Set down the data below in full, exactly as it reads, but without the pictures.

╭─ SOURCE MATERIAL

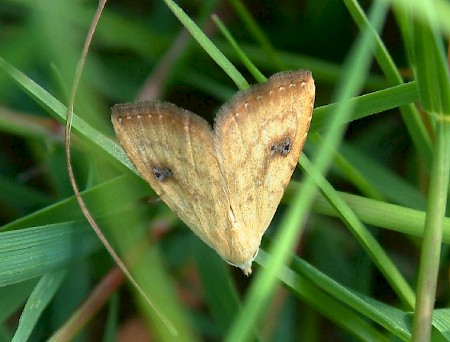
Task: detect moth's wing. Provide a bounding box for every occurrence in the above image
[112,102,231,255]
[215,70,315,252]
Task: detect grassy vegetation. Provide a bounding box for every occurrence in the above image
[1,0,450,341]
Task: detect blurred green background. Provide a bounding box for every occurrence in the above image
[1,0,449,341]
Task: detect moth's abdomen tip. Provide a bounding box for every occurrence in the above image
[242,265,252,276]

╰─

FINAL ANSWER:
Task: detect moth's wing. Provide a bounding box for every occurrence in the above image
[112,102,231,255]
[215,70,315,252]
Task: detect grassy vegetation. Provide a bounding box for every occurrence in the above image
[1,0,450,341]
Task: detect blurred green background. Provide a bounding box for every occurrence in the above image
[1,0,449,341]
Task: detect moth's abdomen tip. Provide a bounding box for every occurrence in the above image
[242,265,252,276]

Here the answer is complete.